▶ Extrait de page
▼

Concert « figures, portraits, ruines : musique pour piano ». Compositions : Héctor Cavallaro
Concert « figures, portraits, ruines : musique pour piano »
25 nov. 2022, 19h, amphi X, Université Paris 8
Compositions : Héctor Cavallaro
Interprètes : Jesús Joves & Edgar Bonilla
Captation image/son : Cédric Namian & Aurélien Bourdiol
Étude sur l’ombre chez Caravaggio (2018)
Interprète : Edgar Bonilla
Étude sur l’ombre chez Caravaggio (2018) : partant du clair-obscur du peintre baroque italien Caravaggio, cette pièce pour piano puise dans l’ombre comme région spectrale dramatique, autant lumineuse que sonore. Au centre de la partition se trouve un « objet baroque » avec une certaine « obscurité », comme un accord issu d’un autre temps. À partir de cet objet central se déploient des « prolongations géométriques » tout au long du piano, dont la résonance grave est constante, afin de sculpter une certaine « ombre », avec sa densité et sa force dramatique.
Étude sur la lumière chez Reverón (2021) [création]
Interprète : Jesús Joves
Étude sur la lumière chez Reverón (2021) : conçue comme une contrepartie à l’ombre chez Caravaggio, cette musique pour piano pioche cette fois-ci dans l’univers du peintre moderniste vénézuélien Armando Reverón, dont l’obsession pour la lumière tropicale crée des surfaces éblouissantes, à la fois contemplatives et violentes, sur le paysage rudimentaire des côtes caribéennes. La partition est composée de deux objets « lumineux » se répétant et se modifiant subtilement constamment, construisant une certaine immobilité palpitante.

▲

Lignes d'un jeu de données
▼

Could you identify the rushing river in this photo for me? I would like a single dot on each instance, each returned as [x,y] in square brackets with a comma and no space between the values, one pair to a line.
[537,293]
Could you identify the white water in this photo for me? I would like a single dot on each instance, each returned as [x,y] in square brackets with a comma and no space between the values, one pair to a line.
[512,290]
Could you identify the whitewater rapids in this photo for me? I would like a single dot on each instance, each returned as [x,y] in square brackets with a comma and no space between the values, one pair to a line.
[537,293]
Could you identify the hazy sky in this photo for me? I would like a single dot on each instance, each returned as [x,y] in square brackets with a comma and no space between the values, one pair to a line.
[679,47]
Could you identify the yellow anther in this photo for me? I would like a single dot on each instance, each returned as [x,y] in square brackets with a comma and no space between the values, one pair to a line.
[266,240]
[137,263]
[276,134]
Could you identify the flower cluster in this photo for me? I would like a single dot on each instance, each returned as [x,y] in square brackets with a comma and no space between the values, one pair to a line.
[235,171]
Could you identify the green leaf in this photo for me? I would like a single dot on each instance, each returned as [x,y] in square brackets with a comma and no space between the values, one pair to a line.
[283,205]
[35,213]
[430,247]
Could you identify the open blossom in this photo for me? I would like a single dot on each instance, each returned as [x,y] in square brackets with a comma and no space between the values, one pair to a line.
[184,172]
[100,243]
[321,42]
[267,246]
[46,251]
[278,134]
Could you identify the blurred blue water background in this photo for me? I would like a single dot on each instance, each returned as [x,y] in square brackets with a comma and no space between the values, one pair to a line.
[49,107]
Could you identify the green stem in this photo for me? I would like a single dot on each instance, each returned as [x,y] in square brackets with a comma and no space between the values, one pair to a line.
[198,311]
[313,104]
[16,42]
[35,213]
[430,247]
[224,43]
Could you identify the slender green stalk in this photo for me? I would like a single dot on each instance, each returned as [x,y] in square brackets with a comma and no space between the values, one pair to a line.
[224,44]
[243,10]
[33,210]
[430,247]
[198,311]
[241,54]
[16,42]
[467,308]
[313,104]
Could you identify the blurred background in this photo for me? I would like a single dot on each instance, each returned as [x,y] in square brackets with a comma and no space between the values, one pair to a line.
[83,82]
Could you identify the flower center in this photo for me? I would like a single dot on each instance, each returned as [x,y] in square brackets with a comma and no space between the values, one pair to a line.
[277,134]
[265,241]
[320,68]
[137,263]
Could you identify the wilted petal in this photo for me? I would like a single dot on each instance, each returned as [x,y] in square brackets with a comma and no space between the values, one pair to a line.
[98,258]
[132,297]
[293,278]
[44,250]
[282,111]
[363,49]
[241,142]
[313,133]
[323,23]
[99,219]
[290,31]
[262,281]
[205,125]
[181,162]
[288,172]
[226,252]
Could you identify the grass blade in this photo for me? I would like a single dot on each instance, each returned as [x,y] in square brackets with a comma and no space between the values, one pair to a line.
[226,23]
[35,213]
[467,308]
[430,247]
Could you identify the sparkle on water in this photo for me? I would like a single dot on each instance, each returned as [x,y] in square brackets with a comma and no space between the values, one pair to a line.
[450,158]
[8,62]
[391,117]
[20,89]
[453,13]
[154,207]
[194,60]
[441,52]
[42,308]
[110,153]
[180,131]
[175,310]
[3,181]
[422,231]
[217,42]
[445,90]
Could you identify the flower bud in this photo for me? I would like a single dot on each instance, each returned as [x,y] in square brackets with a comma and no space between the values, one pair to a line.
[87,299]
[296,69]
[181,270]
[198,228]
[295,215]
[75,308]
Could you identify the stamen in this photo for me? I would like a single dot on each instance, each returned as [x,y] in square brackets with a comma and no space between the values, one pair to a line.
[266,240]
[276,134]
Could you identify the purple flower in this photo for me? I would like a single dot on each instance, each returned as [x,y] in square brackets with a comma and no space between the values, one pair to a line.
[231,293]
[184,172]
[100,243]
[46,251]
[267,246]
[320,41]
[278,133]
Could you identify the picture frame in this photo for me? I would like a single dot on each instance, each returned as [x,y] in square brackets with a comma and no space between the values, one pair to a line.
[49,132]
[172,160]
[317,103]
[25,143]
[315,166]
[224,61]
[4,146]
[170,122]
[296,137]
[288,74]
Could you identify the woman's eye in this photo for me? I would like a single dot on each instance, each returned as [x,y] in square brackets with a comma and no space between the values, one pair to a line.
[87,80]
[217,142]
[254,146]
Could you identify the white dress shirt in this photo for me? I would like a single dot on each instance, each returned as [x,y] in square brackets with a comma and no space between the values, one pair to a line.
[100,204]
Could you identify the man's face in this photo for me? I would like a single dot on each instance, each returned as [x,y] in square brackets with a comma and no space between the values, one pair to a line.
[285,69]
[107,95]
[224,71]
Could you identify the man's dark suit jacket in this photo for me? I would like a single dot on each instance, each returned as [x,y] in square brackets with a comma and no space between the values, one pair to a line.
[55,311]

▲

▶ Travail à faire
Répondez à ces questions d'après le programme du concert.
(a) À quelle date, à quelle heure et dans quel lieu le concert a-t-il eu lieu ?
(b) Qui interprète l'Étude sur l'ombre chez Caravaggio ?
(c) Comment le programme du concert qualifie-t-il le peintre Armando Reverón ?

▶ Réponse
(a) Le 25 novembre 2022, à 19h, dans l'amphi X de l'Université Paris 8.
(b) Edgar Bonilla.
(c) Il le présente comme un peintre moderniste vénézuélien.